» **ФРАГМЕНТ ТЕКСТА**:
▼▼▼

Малларме интересует скорее техника стиха, хотя он признает, что характерный для По тип стихосложения не годится для французского языка. Когда же мы обращаемся к Валери, то становится очевидно: в центре его внимания — не человек, не поэзия, а теория поэзии. В давнем письме к Малларме Валери, тогда еще очень молодой человек, характеризует себя старшему поэту: «Я высоко ценю теории По, такие глубокие и столь хитроумно заумные; я верю во всемогущество ритма и особенно многозначный, суггестивный стиль». Однако свое мнение я основываю не на этом кредо очень молодого человека, а главным образом на более поздней теории и практике Валери. Его поэзия и эссе об искусстве поэзии — это два проявления его, имеющего единую цель, поэтического сознания, и они дополняют друг друга; точно так же, как для Валери поэзия По неотделима от его поэтических теорий.

Это подводит меня к рассмотрению смысла понятия «lа poesie риге» — «чистая поэзия»: французское выражение имеет дополнительный смысловой оттенок дискуссионности, спорности, который не вполне передает английский термин «риге poetry».

Можно сказать, что поэзия вообще начинается с эмоций, переживаемых людьми в их отношениях с собой, друг с другом, с богами, с окружающим их миром; следовательно, она также связана мыслью и действием, вызываемыми эмоцией и порождаемыми ею. Но, даже на самой примитивной стадии, назначение поэзии не может состоять в том, чтобы просто пробуждать одни и те же, одинаковые эмоции у аудитории поэта. Вспомните описание пира Александра в известной оде Драйдена[429 — …описание пира Александра в известной оде Драйдена… — «Пир Александра, или сила музыки» (1697) — об Александре Македонском.]. Если завоеватель Азии и в самом деле был переполнен сильными эмоциями, которые, как известно, пробудил в нем своей искусной музыкой бард Тимофей, то значит великий Александр в это время реагировал на все совершенно машинально вследствие алкогольного отравления, и в этом состоянии был абсолютно неспособен оценить музыкальное или поэтическое искусство. В древней поэзии, или на зачаточных этапах ее восприятия, внимание слушателя направлено на содержание; воздействие поэтического искусства ощутимо, но слушатель не вполне осознает его. С развитием понимания природы языка наступает другая стадия, на котором слушатель, возможно, к этому времени ставший читателем, испытывает двоякий интерес: к истории самой по себе и к тому, как она рассказана, то есть он осознает, что такое стиль. Потом мы станем испытывать удовольствие от того, как по-разному разные поэты будут разрабатывать один и тот же сюжет; сможем отличать не только лучшее от худшего, но и сознавать различия между стилями, в равной мере вызывающими восхищение.

▲▲▲

» **РАЗДЕЛ ДАННЫХ**:

▼▼▼

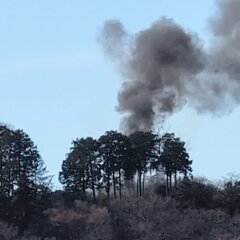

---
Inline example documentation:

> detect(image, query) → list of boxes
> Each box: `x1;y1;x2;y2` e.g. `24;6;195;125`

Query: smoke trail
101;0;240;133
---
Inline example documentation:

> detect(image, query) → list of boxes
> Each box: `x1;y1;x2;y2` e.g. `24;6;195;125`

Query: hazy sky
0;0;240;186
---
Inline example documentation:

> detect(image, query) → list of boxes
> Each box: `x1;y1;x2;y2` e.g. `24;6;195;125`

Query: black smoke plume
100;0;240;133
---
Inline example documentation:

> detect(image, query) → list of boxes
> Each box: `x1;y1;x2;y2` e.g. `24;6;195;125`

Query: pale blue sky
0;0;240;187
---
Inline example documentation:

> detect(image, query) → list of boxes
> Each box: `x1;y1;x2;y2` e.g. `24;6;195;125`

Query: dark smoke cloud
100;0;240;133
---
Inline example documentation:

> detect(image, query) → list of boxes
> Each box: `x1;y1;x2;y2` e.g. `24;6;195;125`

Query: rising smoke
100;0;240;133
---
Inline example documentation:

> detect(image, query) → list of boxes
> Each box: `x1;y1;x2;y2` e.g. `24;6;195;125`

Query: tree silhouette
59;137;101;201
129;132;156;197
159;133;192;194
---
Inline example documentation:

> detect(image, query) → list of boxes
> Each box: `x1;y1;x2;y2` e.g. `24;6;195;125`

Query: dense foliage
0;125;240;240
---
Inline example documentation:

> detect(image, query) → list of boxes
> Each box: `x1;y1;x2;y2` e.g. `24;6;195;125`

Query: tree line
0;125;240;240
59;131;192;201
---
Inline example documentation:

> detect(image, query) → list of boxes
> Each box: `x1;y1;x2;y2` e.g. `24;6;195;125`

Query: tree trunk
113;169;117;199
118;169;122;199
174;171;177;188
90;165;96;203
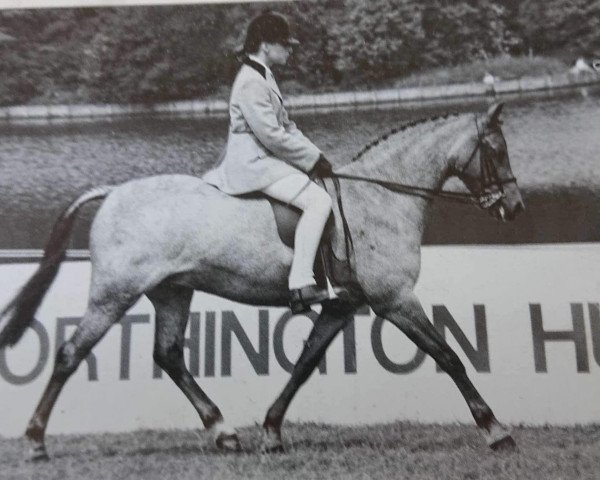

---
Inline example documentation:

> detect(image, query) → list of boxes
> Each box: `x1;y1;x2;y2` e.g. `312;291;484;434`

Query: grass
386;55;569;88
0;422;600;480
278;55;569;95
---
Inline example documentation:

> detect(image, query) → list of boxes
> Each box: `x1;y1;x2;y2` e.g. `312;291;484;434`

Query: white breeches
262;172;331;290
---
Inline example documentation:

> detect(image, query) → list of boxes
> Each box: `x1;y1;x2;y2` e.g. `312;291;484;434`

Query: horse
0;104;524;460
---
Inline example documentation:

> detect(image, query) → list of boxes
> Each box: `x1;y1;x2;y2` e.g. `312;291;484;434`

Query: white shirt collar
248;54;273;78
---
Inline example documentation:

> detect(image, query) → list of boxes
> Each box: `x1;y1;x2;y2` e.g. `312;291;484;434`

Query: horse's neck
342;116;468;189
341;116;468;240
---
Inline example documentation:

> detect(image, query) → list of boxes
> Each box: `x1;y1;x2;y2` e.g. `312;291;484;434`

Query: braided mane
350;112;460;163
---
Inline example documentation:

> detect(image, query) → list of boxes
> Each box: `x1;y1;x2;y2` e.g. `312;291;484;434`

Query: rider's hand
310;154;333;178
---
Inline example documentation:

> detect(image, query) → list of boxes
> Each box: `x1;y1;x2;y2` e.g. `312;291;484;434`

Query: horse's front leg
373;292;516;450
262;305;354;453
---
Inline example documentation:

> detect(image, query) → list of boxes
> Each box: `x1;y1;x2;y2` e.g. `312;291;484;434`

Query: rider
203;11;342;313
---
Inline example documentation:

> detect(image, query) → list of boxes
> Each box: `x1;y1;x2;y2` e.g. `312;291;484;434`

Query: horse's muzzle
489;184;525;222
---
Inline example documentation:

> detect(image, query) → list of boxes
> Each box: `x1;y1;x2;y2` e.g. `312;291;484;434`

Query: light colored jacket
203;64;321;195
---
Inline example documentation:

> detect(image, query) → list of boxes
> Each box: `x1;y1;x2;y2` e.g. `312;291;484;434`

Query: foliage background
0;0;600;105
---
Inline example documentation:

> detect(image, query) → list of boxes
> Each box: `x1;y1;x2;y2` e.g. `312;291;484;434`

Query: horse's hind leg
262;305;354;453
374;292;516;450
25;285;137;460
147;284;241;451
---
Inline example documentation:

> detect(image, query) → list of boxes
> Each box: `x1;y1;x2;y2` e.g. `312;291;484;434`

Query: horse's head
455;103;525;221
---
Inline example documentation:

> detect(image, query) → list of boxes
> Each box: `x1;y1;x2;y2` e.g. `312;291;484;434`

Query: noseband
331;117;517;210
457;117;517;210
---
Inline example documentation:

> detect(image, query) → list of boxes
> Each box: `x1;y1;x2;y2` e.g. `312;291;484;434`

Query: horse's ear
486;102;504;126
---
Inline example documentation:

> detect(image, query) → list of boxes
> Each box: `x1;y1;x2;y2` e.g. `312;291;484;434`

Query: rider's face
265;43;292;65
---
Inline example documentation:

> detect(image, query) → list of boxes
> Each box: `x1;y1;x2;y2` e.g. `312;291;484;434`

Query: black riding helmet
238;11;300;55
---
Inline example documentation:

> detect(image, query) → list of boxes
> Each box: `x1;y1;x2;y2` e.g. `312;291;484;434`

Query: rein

▲▲▲
▼▼▼

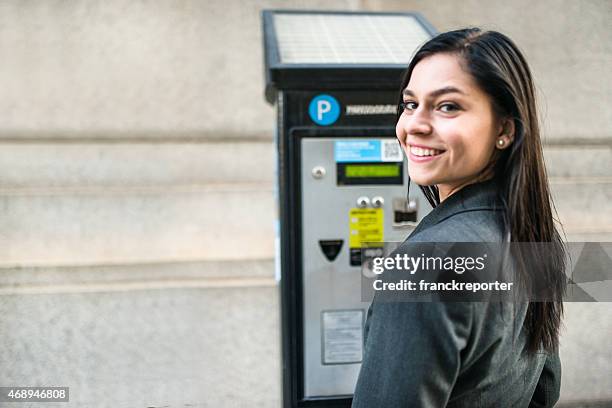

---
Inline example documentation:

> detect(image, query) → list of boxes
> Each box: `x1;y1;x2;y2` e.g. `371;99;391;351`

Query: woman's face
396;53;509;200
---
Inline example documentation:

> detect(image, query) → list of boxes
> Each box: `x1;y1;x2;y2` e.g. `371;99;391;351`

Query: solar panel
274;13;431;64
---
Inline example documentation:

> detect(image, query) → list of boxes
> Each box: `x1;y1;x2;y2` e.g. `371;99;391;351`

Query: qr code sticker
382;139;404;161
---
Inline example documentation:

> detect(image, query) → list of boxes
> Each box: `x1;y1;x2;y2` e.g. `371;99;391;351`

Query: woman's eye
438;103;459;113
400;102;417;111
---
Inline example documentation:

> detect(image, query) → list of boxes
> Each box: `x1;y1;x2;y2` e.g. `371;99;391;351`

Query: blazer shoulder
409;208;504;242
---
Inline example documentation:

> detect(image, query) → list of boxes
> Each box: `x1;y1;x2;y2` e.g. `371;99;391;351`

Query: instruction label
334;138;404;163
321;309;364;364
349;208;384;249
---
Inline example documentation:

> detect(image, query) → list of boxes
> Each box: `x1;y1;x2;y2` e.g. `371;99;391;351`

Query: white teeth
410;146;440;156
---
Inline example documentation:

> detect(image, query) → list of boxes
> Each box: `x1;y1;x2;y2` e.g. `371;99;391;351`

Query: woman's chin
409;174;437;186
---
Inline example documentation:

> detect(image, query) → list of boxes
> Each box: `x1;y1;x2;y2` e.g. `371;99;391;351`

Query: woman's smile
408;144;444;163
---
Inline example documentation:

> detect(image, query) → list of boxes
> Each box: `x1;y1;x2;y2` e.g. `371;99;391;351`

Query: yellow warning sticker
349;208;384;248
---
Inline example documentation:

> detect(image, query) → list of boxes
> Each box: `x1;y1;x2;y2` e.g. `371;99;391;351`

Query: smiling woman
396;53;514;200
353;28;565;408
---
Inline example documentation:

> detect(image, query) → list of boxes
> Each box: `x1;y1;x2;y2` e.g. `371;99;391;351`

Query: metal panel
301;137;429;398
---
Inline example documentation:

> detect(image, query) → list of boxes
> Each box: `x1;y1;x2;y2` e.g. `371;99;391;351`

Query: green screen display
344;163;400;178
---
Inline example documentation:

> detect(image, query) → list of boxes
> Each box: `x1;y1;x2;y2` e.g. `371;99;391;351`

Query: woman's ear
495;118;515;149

▲▲▲

» **ВАШЕ ЗАДАНИЕ**: Продолжите текст о По, Валери и чистой поэзии, начав сразу после его последнего предложения. Записи здесь никакой роли не играют.

» **ОТВЕТ НА ЗАДАНИЕ**:
На третьей стадии сюжет может отступить на второй план: он — уже не цель стихотворения, он становится просто необходимым средством для создания стихотворения. На этой стадии читатель или слушатель может быть почти столь же равнодушным к содержанию стихов, как примитивный слушатель был равнодушен к стилю. Однако полное отсутствие чувства стиля или отсутствие интереса к нему в начале и к содержанию — в конце выведет нас за пределы поэзии вообще: ибо полное игнорирование всего, кроме содержания, означает, что для этого слушателя поэзия еще не существует; полное непризнание всего, кроме стиля, означает, что поэзия исчезла.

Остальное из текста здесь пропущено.